Text section:
● ● ● ● ● ● ●

What happened to create such a furor? Strangely, almost nothing - technically. But in practice, transfer pricing practice has changed dramatically and will continue to do so.
First, from a technical standpoint, the transfer pricing tool box is largely the same as it was 10 years ago (and more):
- Despite transfer pricing and valuation techniques improving, and both authorities and experts exploring new paths, the foundations of transfer pricing are still what they were in the late 90s and beginning of the 2000s: OECD and EU recommendations have not fundamentally changed, even as the “universal” arm’s length principle has been consistently re-defined and adapted, in a positive way, to better fit the challenges faced by authorities and enterprises in working from the Financial public databases which, though are imperfect, are still the only source recognised by all stakeholders to support transfer pricing policies
- Transfer pricing documentation requirements have increased dramatically worldwide, but they continue to be designed in the same manner. These requirements apply the same historic methods resulting in an increasingly formalistic, administrative burden for MNCs, rather than being a true analytical demonstration of transfer pricing policies
Second, areas of transfer pricing controversy between tax authorities and taxpayers remain the same in 2015 as they were in 2005 - with practitioners on both sides recognising the same discussions are taking place around the existence and valuation of intangibles, such as marketing intangibles, clientele, R&D contribution or the consequences of business structuring operations.
Third, relationships with tax authorities are mostly unchanged: transfer pricing is still top of most administrations’ priority lists, resulting in increased scrutiny of the behaviour of MNCs and systematic review of their operations. And even though we’ve seen the development of alternative options such advanced pricing agreements and notable improvement of mutual agreement procedures, the relationship remains largely driven by mutual suspicion and conflicting arguments. Basically, rather than looking for a common understanding and reasonable position, tax authorities and taxpayers continue to support positions on facts and circumstances they often recognised as the same but interpret in complete different ways. And transfer pricing litigation is far too often driven as a matter of belief: “whatever your method is, I should get more”, rather than a matter of science: “tell me what method you use, I will tell you who you are”.

● ● ● ● ● ● ●

What to do:
(A) Summarize the transfer pricing text in two sentences.
(B) Reproduce word for word the portion of the transfer pricing text that opens with "What happened to" and closes with "continue to do so.".
Use only the transfer pricing text to complete the work.

Recorded data:
● ● ● ● ● ● ●

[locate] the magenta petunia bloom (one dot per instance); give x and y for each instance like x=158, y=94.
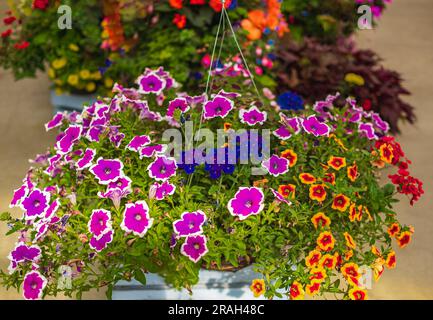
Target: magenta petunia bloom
x=36, y=203
x=151, y=83
x=190, y=223
x=107, y=170
x=23, y=252
x=314, y=126
x=276, y=165
x=72, y=134
x=280, y=197
x=151, y=151
x=138, y=142
x=246, y=202
x=19, y=195
x=162, y=168
x=160, y=191
x=177, y=104
x=367, y=130
x=194, y=247
x=218, y=107
x=86, y=160
x=99, y=223
x=101, y=243
x=252, y=116
x=33, y=285
x=56, y=121
x=136, y=218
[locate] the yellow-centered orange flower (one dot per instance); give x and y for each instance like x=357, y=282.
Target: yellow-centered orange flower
x=349, y=241
x=296, y=291
x=313, y=258
x=337, y=162
x=317, y=192
x=287, y=190
x=313, y=288
x=320, y=220
x=325, y=241
x=404, y=238
x=258, y=287
x=307, y=178
x=340, y=202
x=328, y=261
x=291, y=156
x=352, y=172
x=357, y=294
x=391, y=260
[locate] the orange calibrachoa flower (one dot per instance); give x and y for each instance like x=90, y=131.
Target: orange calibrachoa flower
x=287, y=190
x=258, y=287
x=328, y=261
x=404, y=238
x=349, y=241
x=352, y=172
x=307, y=178
x=340, y=202
x=318, y=274
x=357, y=294
x=329, y=178
x=296, y=291
x=320, y=220
x=313, y=288
x=318, y=192
x=391, y=260
x=313, y=258
x=326, y=241
x=394, y=229
x=291, y=156
x=386, y=153
x=337, y=162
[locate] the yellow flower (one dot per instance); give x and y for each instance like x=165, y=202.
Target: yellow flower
x=354, y=79
x=59, y=63
x=108, y=82
x=84, y=74
x=73, y=47
x=90, y=87
x=73, y=79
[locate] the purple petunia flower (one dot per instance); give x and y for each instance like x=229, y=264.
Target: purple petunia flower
x=33, y=285
x=56, y=121
x=36, y=204
x=314, y=126
x=107, y=170
x=160, y=191
x=99, y=223
x=151, y=151
x=252, y=116
x=138, y=142
x=218, y=107
x=72, y=134
x=280, y=197
x=276, y=165
x=136, y=218
x=190, y=223
x=151, y=83
x=194, y=247
x=101, y=243
x=162, y=168
x=177, y=104
x=246, y=202
x=86, y=160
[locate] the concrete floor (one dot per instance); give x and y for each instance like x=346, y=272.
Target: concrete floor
x=404, y=39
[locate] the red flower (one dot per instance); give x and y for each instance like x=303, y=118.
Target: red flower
x=7, y=33
x=21, y=45
x=179, y=20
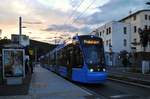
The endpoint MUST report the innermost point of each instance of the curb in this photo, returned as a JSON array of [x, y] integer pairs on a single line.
[[126, 80]]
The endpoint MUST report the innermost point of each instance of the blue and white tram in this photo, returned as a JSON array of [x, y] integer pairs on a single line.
[[82, 60]]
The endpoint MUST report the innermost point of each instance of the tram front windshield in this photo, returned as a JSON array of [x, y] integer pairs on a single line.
[[93, 54]]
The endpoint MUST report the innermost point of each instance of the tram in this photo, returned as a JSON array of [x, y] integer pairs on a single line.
[[81, 60]]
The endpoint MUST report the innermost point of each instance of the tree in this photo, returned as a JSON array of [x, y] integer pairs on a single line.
[[144, 37]]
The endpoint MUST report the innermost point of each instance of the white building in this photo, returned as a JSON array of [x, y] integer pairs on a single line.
[[119, 35], [139, 19], [24, 40], [116, 38]]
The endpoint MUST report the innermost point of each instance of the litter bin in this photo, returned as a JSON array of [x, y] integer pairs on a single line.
[[145, 66]]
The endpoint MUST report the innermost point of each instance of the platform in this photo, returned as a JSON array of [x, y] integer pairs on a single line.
[[47, 85]]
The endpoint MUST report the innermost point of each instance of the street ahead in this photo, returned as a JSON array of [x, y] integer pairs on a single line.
[[116, 90]]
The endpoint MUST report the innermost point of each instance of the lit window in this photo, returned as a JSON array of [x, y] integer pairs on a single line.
[[125, 42], [145, 16], [134, 17], [146, 27], [135, 40], [109, 29], [134, 29], [106, 42], [100, 33], [125, 30]]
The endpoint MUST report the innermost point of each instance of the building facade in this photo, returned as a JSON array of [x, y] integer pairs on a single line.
[[23, 40], [120, 35], [138, 20]]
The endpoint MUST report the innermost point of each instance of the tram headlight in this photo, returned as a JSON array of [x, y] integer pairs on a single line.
[[104, 69], [91, 70]]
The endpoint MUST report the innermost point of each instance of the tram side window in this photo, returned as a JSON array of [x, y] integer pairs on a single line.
[[78, 57]]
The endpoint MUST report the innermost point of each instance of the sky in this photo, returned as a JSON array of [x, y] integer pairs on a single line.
[[50, 20]]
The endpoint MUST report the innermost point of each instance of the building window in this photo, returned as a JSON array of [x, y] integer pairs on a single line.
[[103, 31], [109, 29], [106, 42], [125, 42], [100, 33], [135, 40], [109, 42], [135, 29], [145, 16], [145, 27], [134, 17], [125, 30]]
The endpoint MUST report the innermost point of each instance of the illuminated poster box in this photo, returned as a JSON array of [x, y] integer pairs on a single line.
[[13, 63]]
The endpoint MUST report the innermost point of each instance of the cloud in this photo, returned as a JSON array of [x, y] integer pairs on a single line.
[[113, 10], [62, 28], [68, 28]]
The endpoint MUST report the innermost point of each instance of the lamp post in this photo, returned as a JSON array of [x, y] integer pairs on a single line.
[[110, 54]]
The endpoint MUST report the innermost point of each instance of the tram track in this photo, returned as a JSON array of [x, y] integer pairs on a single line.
[[116, 90]]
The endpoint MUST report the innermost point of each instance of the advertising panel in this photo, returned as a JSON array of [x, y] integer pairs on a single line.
[[13, 63]]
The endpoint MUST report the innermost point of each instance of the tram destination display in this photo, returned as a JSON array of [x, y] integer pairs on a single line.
[[13, 63]]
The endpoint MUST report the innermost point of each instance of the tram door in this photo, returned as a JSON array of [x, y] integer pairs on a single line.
[[70, 58]]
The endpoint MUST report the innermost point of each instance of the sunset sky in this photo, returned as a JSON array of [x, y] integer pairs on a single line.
[[46, 19]]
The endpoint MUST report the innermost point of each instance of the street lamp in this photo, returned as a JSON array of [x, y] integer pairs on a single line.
[[110, 54]]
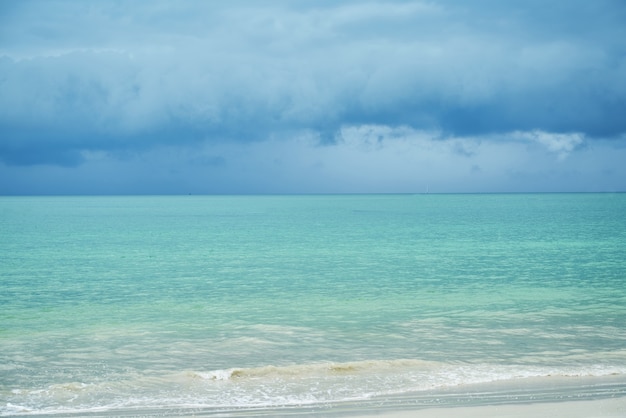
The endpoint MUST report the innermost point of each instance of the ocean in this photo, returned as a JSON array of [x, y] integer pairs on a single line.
[[234, 305]]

● ● ● ● ● ● ●

Written answers:
(A) Although transfer pricing practice has changed dramatically, its technical tools, its OECD and EU foundations and its documentation methods are largely what they were a decade or more ago, and documentation has become an increasingly formalistic administrative burden for MNCs. Disputes still center on the existence and valuation of intangibles and the consequences of business structuring operations, and relations with tax authorities remain driven by mutual suspicion despite advance pricing agreements and improved mutual agreement procedures.

(B)
What happened to create such a furor? Strangely, almost nothing - technically. But in practice, transfer pricing practice has changed dramatically and will continue to do so.